#### DATA

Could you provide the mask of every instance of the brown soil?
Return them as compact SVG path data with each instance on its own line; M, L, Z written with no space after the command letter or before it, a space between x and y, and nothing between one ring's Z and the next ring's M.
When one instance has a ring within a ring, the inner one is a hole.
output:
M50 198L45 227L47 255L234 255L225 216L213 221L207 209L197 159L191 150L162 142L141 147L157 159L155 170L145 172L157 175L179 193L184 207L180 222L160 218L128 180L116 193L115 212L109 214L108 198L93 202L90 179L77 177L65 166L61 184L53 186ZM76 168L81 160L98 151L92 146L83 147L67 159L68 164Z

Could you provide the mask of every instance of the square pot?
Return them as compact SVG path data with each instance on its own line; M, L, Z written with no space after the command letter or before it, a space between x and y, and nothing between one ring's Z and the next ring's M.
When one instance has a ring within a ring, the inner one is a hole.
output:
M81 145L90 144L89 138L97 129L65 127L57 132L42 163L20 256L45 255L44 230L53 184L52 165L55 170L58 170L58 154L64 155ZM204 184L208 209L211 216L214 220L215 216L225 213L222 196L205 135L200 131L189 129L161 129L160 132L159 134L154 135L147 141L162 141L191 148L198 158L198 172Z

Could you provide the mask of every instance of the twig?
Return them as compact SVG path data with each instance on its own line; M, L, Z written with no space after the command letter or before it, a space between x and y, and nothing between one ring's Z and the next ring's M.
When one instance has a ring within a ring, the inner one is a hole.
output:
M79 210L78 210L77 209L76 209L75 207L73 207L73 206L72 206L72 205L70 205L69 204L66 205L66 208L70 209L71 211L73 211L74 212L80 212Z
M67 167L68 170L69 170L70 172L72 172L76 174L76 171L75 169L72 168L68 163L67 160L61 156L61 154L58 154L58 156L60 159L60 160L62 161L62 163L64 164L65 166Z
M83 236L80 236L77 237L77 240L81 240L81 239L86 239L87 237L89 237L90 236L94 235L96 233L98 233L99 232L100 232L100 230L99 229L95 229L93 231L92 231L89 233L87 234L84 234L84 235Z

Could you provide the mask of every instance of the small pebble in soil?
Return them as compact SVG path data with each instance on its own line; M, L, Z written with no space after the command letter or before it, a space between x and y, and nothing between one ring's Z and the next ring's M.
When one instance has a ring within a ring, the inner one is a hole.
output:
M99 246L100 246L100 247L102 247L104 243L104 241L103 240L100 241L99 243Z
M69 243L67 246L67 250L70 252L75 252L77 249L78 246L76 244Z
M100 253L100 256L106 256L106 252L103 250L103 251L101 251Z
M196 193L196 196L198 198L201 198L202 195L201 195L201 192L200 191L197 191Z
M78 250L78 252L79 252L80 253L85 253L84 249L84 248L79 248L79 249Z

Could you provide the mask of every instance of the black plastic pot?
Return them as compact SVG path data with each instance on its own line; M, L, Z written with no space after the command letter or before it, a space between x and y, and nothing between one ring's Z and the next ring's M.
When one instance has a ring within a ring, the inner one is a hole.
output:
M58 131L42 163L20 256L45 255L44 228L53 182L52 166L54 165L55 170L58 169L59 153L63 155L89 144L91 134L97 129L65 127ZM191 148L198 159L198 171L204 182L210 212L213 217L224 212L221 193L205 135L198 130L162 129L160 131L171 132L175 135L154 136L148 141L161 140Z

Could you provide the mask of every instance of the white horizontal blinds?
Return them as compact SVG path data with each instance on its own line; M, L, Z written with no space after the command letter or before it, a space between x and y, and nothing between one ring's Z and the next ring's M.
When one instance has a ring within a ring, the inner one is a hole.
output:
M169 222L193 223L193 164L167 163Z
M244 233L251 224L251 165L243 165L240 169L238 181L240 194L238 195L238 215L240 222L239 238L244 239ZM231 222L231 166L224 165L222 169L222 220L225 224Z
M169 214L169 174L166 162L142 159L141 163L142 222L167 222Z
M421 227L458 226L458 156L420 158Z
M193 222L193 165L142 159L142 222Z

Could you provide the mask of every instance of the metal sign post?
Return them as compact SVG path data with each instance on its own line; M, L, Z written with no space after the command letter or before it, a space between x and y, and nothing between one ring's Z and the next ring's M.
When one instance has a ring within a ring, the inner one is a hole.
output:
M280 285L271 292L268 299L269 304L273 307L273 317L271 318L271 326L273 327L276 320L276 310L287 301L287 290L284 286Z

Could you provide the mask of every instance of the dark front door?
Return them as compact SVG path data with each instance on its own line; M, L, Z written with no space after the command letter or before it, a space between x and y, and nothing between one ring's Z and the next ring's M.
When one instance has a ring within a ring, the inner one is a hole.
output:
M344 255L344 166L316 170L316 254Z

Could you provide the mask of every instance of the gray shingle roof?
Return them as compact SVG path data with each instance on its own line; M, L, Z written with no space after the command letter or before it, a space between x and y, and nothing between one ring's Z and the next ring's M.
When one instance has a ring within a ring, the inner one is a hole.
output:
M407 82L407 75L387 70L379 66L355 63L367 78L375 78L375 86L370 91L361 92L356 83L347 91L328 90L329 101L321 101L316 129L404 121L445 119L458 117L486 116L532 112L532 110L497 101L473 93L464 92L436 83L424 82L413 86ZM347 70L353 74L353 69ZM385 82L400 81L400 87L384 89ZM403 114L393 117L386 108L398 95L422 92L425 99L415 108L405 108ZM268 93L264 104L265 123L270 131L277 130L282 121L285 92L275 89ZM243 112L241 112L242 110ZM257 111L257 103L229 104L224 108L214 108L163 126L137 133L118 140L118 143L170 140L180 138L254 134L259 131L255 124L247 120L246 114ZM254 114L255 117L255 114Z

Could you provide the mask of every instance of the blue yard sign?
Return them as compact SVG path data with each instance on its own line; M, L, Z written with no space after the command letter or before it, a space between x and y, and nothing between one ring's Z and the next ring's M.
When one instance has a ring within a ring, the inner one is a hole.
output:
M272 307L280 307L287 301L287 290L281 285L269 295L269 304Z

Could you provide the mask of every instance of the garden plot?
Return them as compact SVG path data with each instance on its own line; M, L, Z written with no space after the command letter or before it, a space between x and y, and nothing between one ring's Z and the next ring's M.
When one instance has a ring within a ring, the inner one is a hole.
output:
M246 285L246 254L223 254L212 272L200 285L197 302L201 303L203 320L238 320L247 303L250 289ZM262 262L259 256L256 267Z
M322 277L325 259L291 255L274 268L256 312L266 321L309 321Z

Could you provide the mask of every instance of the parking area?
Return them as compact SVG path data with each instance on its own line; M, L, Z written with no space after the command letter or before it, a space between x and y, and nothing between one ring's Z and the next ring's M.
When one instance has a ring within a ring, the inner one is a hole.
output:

########

**YOUR TASK:**
Copy every one of the entries above word for word, with nothing changed.

**ANSWER TO THIS TASK:**
Could you provide the mask of every instance of the brown soil?
Return them as compact SVG path data with each instance on its own line; M, L, Z written with no space after the command letter or before it, a space between x and y, and nothing between one ring's Z and the next ring's M.
When one instance has a ring within a ring, the inner one is a hole.
output:
M50 198L45 227L47 255L234 255L225 216L213 221L207 209L197 159L191 150L162 142L141 147L157 159L155 170L145 172L157 175L179 193L184 207L180 222L160 218L128 180L116 193L115 212L109 214L108 198L93 202L90 179L77 177L65 166L61 184L53 186ZM76 168L81 160L98 151L92 146L83 147L67 159L68 164Z

Could you provide the mask of every instance of the square pot?
Return them as compact SVG path data with each instance on its own line; M, L, Z written with no space after the command letter or before it, a space between x and y, and nothing between one ring's Z and the next ring's M.
When one instance has a ring within a ring, the inner one is a hole.
output:
M81 145L90 144L89 138L97 129L65 127L57 132L42 163L20 256L45 255L44 230L53 184L52 165L55 170L58 170L58 154L64 155ZM204 184L208 209L211 216L214 220L215 216L225 213L222 196L205 135L200 131L189 129L161 129L160 132L159 134L154 135L147 141L162 141L191 148L198 158L198 172Z

Could you provide the mask of every instance of the twig?
Return them as compact SVG path data with each instance on its own line; M, L, Z written with no space after the command letter or before it, a space between x and y, and nothing between one ring's Z and the next ring's M.
When one instance has a ring within a ring, the inner one is a hole.
output:
M79 210L78 210L77 209L76 209L75 207L73 207L73 206L72 206L72 205L70 205L69 204L66 205L66 208L70 209L71 211L73 211L74 212L80 212Z
M67 167L68 170L69 170L70 172L72 172L76 174L76 171L75 169L72 168L68 163L67 160L61 156L61 154L58 154L58 156L60 159L60 160L62 161L62 163L64 164L65 166Z
M83 236L80 236L77 237L77 240L81 240L81 239L86 239L87 237L89 237L90 236L94 235L96 233L98 233L99 232L100 232L100 230L99 229L95 229L93 231L92 231L89 233L87 234L84 234L84 235Z

Could you provide the mask of every instance of the small pebble in soil?
Return them as compact SVG path data with each instance on its own line; M, L, Z written with no space after the command letter or before it, a space between x and y, and nothing between one ring's Z and the next ring's M.
When one instance has a ring within a ring, the inner one is a hole.
output:
M99 246L100 246L100 247L102 247L104 243L104 241L103 240L100 241L99 243Z
M69 243L67 246L67 250L70 252L75 252L77 249L78 246L76 244Z
M100 253L100 256L106 256L106 252L103 250L103 251L101 251Z
M196 193L196 196L198 198L201 198L202 195L201 195L201 192L200 191L197 191Z
M78 250L78 252L79 252L80 253L85 253L84 249L84 248L79 248L79 249Z

Could you provide the mask of every instance of the black plastic pot?
Return them as compact SVG path data with each instance on its own line; M, L, Z written with no space after the command letter or before it, a space between x and y, and nothing between one ring's Z and the next ring's M.
When one instance has a ring within a ring, the inner one is a hole.
output:
M58 131L42 163L20 256L45 255L44 228L53 182L52 166L54 165L55 170L58 169L59 153L63 155L89 144L91 134L97 129L65 127ZM191 148L198 159L198 171L204 182L210 212L213 217L224 212L221 193L205 135L198 130L162 129L160 131L171 132L175 135L154 136L148 141L161 140Z

Could you provide the mask of every instance of the white horizontal blinds?
Return them as compact SVG path data with each instance on its own line; M, L, Z written with no space after the command letter or before it, a space between x and y, and nothing between one ring's Z and the next ring's M.
When one instance has a ring within a ring, the inner one is a hole.
output:
M169 222L193 223L193 164L167 163Z
M244 233L251 224L251 165L243 165L240 169L238 181L240 194L238 195L238 215L240 222L239 238L244 239ZM231 222L231 166L224 165L222 169L222 220L225 224Z
M169 214L169 174L166 162L142 159L141 163L142 222L167 222Z
M421 227L458 226L458 156L420 158Z
M193 222L193 165L142 159L142 222Z

Could you provide the mask of every instance of the metal sign post?
Return them as compact SVG path data with each instance on its own line; M, L, Z written with no space after the command letter or before it, a space between x and y, and nothing between one ring's Z and the next ring's M.
When one instance has a ring within a ring, the inner one is a hole.
output:
M280 285L271 292L268 299L269 304L273 307L273 317L271 318L271 326L273 327L276 320L276 310L287 301L287 290L284 286Z

Could you provide the mask of every instance of the dark front door?
Return them as compact SVG path data with each instance on its own line; M, L, Z written with no space after the command letter or before it, a space between x and y, and nothing between one ring's Z and the next ring's M.
When one instance has a ring within a ring, the inner one is a hole.
output:
M344 255L344 166L316 170L316 254Z

Could you provide the mask of every instance of the gray shingle roof?
Return them as compact SVG path data with each instance on its own line; M, L, Z written with no space after the command letter or before it, a space between x and y, and nothing between one ring's Z and the next ring's M.
When one instance has a ring within a ring, the inner one is a hole.
output:
M407 82L407 75L387 70L379 66L355 63L367 78L375 78L375 86L370 91L361 92L356 83L347 91L328 90L329 101L321 101L316 129L404 121L445 119L458 117L486 116L532 112L532 110L497 101L473 93L464 92L436 83L424 82L413 86ZM347 70L353 74L353 69ZM385 82L400 81L400 87L384 89ZM403 114L393 117L386 108L398 95L422 92L425 99L415 108L405 108ZM268 93L264 104L265 123L270 131L277 130L282 121L285 92L275 89ZM243 112L241 112L242 110ZM257 111L257 103L229 104L224 108L214 108L163 126L137 133L118 140L118 143L170 140L180 138L254 134L259 131L255 124L247 120L246 114ZM254 114L255 117L255 114Z

Could you provide the mask of every instance of the blue yard sign?
Return them as compact SVG path data with each instance on its own line; M, L, Z written with no space after the command letter or before it, a space between x and y, and nothing between one ring's Z and the next ring's M.
When one instance has a ring within a ring, the inner one is a hole.
output:
M272 307L280 307L287 301L287 290L281 285L269 295L269 304Z

Could you provide the mask of every instance of the garden plot?
Return them as compact SVG path data with each instance on its own line; M, L, Z written with no space after the command letter or before it, a space between x and y, and nothing between one ring's Z and the next ring's M.
When one instance has a ring within a ring, the inner one is a hole.
output:
M246 285L246 254L223 254L212 272L200 285L197 302L201 303L203 320L238 320L247 303L250 289ZM262 262L259 256L256 267Z
M322 277L325 259L291 255L274 268L256 312L266 321L309 321Z

Could you provide the mask of every instance of the parking area?
Return them as compact SVG path data with each instance on its own line; M, L, Z written with no space after the command letter or before it, a space between x and y, and nothing between one ring's Z and the next ring's M.
When one instance has a ring within a ring, the inner one is a hole.
output:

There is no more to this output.